• **TASK DETAILS**
Report every line of the records that contains the string "pavement", and treat case as significant.

-- begin DATASET EXTRACT --

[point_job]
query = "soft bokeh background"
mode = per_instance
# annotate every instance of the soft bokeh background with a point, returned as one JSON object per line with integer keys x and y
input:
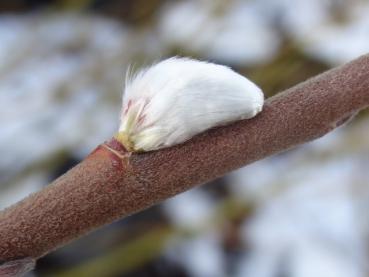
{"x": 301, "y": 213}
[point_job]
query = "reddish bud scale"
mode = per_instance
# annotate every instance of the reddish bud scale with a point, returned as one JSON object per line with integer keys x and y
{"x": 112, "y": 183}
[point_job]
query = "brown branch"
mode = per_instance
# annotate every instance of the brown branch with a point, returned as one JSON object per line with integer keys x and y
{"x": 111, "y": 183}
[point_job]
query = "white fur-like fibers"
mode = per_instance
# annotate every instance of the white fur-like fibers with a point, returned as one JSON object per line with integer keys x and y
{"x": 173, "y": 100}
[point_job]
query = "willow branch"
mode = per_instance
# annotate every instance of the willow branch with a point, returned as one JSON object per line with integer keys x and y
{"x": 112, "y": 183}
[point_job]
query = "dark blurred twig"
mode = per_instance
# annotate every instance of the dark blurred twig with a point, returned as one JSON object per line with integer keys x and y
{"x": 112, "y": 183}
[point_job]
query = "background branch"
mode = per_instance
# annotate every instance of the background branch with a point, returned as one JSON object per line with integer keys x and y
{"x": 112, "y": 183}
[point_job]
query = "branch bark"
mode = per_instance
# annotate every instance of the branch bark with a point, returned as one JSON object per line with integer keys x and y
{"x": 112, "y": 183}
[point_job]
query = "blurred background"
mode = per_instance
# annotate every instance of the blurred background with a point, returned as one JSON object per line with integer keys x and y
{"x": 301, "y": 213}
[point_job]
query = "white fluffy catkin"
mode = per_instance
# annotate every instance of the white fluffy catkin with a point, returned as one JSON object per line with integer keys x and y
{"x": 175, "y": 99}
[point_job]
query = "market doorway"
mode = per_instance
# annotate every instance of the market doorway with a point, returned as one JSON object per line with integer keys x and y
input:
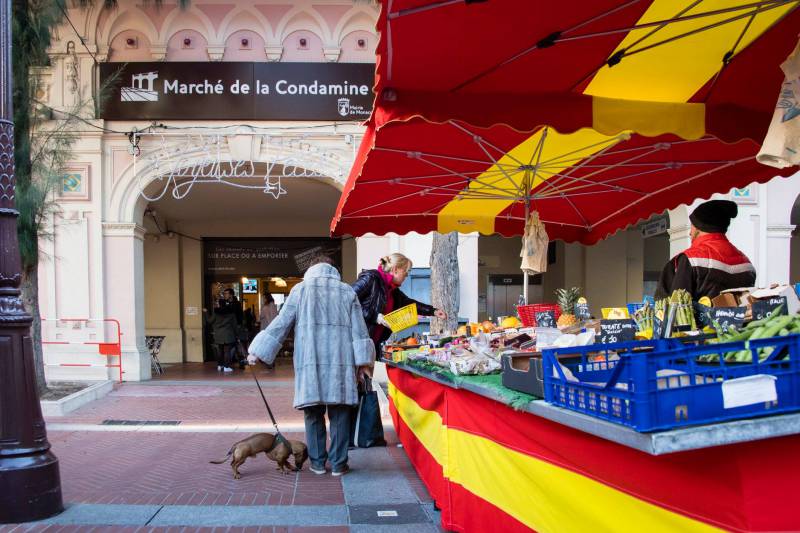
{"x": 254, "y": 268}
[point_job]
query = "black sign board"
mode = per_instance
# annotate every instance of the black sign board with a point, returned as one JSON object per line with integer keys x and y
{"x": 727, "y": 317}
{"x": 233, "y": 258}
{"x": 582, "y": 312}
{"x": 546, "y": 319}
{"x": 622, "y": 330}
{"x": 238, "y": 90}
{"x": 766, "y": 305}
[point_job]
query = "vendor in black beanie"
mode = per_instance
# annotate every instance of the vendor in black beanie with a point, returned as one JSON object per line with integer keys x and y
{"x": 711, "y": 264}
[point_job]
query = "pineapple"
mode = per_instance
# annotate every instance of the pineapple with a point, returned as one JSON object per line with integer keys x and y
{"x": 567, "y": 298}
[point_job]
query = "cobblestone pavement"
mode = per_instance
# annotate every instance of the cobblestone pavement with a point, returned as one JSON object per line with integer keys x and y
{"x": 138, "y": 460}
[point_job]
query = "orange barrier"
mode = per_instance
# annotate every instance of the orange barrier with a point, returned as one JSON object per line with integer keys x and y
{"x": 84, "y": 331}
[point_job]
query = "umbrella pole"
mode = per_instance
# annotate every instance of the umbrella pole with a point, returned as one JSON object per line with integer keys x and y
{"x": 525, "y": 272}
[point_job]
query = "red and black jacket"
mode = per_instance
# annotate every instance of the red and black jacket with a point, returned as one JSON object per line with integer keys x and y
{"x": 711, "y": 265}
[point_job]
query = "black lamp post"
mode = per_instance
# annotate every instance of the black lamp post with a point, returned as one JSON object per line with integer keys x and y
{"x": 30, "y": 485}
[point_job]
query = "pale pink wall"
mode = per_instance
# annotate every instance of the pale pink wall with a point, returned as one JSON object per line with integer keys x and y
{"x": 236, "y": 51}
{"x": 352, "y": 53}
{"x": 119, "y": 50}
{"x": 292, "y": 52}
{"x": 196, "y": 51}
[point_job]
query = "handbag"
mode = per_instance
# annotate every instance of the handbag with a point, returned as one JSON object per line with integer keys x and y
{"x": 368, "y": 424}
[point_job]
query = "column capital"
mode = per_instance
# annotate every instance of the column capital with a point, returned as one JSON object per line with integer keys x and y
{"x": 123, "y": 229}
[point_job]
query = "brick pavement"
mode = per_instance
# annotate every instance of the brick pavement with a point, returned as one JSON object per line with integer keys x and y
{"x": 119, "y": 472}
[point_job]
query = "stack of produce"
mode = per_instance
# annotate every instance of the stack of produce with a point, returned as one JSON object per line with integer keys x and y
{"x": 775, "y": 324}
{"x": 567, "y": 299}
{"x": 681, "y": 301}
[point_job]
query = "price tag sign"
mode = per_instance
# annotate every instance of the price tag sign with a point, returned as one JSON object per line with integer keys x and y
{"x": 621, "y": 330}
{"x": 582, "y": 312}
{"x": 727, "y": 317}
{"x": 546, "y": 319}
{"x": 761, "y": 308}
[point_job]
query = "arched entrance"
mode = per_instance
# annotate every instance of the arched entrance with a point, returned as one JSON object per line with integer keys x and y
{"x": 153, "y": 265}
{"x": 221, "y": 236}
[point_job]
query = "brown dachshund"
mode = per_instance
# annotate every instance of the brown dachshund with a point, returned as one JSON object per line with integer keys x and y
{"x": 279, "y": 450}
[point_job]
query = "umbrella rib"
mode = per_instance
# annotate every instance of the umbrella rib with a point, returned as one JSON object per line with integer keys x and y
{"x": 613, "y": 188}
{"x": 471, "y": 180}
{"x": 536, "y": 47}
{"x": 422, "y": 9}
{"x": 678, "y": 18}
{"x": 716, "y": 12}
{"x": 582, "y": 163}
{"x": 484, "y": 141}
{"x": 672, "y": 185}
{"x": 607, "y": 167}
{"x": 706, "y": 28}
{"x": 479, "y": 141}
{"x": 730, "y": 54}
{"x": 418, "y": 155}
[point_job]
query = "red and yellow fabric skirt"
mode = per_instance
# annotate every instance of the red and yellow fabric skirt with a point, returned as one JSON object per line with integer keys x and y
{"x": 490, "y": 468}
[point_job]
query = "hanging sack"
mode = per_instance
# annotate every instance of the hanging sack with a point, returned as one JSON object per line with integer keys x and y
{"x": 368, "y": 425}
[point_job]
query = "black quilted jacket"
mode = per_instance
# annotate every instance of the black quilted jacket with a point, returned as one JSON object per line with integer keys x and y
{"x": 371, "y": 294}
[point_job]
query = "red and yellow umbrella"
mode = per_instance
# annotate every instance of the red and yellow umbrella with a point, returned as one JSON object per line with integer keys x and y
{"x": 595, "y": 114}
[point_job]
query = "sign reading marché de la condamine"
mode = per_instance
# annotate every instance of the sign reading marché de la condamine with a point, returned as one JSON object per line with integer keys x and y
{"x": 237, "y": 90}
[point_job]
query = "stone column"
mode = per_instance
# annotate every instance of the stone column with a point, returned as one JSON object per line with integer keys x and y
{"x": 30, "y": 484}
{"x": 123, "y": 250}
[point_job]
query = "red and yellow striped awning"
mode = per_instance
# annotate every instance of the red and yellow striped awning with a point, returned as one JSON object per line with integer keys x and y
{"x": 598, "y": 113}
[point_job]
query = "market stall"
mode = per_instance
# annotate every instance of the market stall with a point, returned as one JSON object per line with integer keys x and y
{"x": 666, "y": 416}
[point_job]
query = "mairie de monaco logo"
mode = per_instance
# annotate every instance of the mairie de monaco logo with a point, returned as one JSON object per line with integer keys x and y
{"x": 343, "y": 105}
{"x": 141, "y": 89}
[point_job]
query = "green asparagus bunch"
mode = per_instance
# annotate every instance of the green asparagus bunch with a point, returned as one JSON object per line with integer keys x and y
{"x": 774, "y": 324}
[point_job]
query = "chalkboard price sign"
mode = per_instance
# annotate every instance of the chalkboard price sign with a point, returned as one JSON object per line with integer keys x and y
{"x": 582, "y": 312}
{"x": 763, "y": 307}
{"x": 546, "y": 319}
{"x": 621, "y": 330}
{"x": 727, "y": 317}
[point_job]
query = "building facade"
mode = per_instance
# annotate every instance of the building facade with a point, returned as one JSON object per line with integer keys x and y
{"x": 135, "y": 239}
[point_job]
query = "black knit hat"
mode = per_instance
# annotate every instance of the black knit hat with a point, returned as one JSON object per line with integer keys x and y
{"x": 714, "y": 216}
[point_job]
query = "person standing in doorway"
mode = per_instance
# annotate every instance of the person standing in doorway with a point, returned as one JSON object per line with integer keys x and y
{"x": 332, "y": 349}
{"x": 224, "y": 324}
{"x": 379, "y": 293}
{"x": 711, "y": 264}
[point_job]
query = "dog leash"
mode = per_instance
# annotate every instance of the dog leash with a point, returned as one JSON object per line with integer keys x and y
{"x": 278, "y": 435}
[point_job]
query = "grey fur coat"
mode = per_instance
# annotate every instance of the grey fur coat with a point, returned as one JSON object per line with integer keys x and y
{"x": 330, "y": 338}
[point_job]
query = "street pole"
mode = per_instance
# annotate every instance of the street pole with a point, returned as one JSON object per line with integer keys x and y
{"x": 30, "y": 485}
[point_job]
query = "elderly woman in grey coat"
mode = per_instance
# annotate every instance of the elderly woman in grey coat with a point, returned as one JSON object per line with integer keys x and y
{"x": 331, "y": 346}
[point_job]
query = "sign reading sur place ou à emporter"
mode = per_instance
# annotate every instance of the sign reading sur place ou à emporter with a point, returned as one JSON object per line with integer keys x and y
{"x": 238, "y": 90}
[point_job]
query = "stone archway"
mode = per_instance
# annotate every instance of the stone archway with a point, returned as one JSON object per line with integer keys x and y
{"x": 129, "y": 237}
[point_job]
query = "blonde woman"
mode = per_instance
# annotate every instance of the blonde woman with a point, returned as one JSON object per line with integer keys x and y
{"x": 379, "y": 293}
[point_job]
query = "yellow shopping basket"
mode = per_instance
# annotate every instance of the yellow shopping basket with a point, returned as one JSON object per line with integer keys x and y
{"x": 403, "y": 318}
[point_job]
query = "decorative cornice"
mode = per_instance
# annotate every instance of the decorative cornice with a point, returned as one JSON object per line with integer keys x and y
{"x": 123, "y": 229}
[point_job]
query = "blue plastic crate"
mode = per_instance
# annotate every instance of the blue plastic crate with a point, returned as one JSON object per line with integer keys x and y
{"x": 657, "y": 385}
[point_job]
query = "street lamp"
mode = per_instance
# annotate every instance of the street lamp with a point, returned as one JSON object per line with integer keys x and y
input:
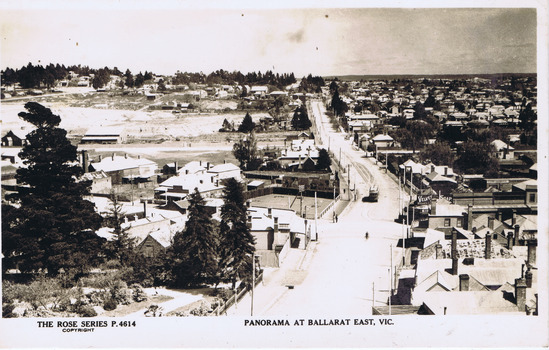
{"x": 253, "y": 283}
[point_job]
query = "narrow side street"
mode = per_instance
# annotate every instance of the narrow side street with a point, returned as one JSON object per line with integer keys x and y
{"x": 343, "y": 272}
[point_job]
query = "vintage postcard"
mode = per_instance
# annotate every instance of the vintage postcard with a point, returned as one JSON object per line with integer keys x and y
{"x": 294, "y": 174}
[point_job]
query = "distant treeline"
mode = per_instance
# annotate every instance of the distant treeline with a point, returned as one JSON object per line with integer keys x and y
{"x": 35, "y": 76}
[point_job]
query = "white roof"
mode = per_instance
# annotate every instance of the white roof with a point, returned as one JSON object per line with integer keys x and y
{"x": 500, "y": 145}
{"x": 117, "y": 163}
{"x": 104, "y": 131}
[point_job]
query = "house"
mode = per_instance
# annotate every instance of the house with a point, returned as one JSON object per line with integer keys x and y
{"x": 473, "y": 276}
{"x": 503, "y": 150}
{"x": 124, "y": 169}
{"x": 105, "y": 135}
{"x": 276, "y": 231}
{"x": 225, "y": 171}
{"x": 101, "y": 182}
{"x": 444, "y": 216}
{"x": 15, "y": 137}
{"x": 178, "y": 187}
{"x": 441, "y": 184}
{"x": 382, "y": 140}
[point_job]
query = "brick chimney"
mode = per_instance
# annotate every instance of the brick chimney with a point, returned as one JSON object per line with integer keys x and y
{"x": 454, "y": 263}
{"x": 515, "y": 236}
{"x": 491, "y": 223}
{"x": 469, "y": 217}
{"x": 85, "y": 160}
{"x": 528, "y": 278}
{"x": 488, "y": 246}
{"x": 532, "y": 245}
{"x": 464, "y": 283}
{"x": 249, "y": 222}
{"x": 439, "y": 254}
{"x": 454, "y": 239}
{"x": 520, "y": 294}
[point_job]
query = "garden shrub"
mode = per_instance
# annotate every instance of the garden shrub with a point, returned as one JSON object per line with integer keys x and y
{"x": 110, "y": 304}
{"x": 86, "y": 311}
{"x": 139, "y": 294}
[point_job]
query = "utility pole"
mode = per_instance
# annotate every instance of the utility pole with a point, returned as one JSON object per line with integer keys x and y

-- end DATASET EXTRACT --

• **RESPONSE TO THE TASK**
query = "cobblestone pavement"
# annotate every instance of the cobblestone pavement with a point, returned as one JSON object per line with integer keys x and y
query = "brick pavement"
# annotate every instance of the brick pavement with a point, returned as one JSON object per line with integer keys x and y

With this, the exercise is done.